• DIRECTIONS FOR THIS TASK: Update the items starting at the line that contains "Please trace the outline of every instance of the ornate" and ending at the last line of the items, swapping "ornate stone facade" for "carved stone facade" and leaving everything else unchanged.
- - - - -
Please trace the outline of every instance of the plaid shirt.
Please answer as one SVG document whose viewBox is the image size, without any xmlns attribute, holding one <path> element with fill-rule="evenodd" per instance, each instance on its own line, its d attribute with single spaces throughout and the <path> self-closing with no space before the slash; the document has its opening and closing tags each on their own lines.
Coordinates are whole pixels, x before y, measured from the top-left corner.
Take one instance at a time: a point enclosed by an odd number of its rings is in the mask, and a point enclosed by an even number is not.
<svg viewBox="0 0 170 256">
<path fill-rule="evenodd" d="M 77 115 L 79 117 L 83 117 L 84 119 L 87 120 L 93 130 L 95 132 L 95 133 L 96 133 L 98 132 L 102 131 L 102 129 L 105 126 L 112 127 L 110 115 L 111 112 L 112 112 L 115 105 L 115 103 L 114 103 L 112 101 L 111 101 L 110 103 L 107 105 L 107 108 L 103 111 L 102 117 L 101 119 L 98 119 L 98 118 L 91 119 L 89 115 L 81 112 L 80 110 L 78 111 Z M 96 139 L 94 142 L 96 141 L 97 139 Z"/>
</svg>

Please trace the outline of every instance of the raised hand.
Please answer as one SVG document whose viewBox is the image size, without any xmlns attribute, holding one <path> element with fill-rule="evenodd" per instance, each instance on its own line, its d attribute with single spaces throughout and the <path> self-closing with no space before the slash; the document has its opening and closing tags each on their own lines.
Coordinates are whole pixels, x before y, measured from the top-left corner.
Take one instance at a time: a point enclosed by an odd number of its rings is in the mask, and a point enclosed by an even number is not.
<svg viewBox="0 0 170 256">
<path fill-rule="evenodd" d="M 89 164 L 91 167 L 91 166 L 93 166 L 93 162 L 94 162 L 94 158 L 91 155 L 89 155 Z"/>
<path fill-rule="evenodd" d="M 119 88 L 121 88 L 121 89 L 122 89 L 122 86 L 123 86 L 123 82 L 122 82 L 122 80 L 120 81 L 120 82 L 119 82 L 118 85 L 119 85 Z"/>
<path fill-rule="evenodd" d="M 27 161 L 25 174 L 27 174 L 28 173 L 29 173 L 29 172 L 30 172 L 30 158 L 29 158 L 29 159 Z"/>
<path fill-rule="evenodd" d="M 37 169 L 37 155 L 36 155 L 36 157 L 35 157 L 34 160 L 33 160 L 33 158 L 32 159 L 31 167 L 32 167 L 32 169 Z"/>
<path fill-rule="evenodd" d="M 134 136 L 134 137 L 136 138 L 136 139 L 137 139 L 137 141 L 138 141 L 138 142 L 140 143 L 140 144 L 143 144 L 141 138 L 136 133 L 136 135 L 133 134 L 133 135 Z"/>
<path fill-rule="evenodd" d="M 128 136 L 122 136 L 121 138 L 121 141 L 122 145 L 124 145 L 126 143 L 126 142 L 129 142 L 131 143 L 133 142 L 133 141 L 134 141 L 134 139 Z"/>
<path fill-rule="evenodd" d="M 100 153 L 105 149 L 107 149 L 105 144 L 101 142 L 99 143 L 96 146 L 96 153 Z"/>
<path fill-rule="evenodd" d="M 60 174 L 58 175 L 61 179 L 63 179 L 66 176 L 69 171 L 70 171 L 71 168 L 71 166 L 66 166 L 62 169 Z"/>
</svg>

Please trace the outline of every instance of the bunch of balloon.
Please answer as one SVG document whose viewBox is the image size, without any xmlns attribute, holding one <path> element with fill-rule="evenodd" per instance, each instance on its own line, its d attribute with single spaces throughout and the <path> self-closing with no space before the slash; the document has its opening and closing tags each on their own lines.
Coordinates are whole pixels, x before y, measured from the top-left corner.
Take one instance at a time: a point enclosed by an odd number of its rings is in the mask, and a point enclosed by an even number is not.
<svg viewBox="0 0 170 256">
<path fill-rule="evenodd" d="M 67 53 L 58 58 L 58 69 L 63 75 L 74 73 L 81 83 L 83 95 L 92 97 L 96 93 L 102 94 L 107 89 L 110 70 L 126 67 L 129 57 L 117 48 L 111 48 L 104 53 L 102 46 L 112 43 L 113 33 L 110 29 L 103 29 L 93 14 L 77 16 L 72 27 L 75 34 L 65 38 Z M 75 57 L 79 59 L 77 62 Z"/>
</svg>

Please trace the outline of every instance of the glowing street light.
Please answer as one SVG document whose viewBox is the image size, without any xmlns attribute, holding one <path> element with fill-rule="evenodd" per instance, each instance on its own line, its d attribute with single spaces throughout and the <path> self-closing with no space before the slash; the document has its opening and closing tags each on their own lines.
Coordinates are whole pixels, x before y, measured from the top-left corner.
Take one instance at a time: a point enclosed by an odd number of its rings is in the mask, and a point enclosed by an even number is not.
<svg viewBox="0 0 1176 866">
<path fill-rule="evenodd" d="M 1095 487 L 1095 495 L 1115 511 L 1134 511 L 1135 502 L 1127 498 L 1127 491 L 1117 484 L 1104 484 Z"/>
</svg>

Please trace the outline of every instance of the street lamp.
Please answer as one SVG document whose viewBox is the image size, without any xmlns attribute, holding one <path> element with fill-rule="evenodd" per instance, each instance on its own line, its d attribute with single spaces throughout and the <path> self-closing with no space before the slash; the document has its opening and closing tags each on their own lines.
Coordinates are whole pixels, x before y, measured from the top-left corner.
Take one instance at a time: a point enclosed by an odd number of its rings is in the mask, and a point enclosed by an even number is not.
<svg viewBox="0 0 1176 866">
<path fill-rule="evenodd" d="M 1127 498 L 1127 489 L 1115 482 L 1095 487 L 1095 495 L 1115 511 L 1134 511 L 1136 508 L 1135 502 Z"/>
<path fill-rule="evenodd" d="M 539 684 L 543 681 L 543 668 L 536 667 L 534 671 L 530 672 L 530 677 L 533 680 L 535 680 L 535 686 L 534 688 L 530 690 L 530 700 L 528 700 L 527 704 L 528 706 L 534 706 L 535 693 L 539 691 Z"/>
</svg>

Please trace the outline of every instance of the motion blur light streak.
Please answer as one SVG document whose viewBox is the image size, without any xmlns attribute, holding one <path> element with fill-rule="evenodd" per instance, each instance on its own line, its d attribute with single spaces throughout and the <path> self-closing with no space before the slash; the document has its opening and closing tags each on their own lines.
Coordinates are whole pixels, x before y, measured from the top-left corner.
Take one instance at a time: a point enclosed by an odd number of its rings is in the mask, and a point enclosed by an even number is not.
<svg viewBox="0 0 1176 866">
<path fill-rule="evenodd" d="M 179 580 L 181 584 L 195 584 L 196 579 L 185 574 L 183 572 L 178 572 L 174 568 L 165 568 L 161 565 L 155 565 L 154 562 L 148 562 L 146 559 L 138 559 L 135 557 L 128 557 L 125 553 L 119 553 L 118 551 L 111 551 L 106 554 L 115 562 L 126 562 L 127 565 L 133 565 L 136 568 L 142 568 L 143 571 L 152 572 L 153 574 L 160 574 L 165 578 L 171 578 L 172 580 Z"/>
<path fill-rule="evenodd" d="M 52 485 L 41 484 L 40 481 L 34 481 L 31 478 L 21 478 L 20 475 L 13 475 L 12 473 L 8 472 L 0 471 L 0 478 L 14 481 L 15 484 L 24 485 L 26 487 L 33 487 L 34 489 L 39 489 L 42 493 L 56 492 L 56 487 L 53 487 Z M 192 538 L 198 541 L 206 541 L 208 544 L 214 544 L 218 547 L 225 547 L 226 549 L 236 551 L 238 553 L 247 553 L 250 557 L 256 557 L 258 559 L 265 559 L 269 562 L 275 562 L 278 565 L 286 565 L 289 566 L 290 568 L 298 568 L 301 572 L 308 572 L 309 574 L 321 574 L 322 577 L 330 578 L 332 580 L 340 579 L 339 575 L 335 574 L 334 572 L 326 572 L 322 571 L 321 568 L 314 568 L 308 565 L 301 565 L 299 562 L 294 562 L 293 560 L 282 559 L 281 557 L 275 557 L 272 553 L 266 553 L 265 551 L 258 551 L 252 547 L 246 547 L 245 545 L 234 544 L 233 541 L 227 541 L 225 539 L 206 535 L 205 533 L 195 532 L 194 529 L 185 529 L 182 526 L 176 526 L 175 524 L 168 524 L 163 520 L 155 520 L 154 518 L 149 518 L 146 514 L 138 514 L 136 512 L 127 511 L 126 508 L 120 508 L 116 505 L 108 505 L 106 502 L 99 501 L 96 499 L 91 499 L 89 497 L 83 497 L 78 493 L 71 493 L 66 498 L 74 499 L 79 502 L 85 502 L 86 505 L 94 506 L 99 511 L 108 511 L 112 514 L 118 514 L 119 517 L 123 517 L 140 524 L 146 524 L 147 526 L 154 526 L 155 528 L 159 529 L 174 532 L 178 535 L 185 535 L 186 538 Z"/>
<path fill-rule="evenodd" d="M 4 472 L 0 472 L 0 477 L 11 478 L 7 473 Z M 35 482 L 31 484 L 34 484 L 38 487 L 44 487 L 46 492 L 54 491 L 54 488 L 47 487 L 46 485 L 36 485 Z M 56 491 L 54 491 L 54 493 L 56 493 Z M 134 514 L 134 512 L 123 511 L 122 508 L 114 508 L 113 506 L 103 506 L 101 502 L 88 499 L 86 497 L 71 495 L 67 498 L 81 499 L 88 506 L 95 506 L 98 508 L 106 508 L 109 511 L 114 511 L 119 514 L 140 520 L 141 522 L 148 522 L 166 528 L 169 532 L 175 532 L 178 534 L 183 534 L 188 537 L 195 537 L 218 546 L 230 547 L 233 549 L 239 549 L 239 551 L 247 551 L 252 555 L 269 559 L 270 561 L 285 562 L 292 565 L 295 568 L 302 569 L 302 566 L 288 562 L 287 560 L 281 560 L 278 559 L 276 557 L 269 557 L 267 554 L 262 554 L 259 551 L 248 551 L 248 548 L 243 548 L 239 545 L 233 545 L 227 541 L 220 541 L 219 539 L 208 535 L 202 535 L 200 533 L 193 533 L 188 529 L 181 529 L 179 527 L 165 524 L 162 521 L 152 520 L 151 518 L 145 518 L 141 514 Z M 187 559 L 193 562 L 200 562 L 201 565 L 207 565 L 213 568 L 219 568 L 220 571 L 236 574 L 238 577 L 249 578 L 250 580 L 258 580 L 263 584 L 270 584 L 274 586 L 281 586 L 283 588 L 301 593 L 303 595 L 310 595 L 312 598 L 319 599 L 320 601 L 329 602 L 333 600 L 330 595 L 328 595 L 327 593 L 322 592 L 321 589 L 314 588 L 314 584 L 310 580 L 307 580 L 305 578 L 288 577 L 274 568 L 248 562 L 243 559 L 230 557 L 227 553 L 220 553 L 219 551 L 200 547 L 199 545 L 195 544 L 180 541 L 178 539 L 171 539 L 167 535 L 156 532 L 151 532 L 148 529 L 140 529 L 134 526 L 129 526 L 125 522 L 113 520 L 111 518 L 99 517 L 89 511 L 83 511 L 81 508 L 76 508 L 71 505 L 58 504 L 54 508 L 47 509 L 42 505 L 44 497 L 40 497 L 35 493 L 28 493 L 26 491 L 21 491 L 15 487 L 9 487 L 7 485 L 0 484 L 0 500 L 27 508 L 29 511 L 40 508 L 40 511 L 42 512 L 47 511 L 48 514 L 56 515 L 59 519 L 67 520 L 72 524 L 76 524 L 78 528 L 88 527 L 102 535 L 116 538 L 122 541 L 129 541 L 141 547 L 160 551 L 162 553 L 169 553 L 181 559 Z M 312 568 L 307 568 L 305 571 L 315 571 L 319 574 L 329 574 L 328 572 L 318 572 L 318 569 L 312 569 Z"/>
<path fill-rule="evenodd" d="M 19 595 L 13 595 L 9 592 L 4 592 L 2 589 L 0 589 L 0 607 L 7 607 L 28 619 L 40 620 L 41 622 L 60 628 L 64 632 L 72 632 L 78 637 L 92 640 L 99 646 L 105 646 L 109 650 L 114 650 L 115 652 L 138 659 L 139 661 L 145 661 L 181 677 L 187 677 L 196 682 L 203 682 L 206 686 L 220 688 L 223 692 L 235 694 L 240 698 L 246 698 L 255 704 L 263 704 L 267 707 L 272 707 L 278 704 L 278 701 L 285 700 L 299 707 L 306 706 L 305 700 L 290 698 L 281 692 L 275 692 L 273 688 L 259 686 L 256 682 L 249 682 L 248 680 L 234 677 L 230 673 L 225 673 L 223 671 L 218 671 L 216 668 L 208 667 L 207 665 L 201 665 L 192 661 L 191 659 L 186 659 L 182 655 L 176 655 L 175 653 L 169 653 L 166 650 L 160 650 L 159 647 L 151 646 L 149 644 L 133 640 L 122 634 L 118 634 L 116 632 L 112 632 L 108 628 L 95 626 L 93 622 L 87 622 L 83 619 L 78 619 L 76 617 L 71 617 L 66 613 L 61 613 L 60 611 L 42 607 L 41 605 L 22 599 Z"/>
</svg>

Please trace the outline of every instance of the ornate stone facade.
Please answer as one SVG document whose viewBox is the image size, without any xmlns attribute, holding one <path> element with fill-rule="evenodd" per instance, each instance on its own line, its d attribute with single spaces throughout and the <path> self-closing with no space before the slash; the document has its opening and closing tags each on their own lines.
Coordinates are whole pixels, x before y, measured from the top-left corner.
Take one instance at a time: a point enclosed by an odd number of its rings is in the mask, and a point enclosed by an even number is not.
- - - - -
• RESULT:
Please trace the outline of every instance of the carved stone facade.
Please answer as one SVG document whose viewBox is the image size, without any xmlns attribute, holding one <path> element with fill-rule="evenodd" per instance, each instance on its own line, its d attribute with single spaces throughout and the <path> self-closing with no space before the slash; the document has its opening and closing tags each on their own lines.
Coordinates are whole pixels, x before y, measured from the top-left corner.
Take one instance at a time: a point enclosed by an odd number of its rings is in the mask, and a point enclosed by an even number is not.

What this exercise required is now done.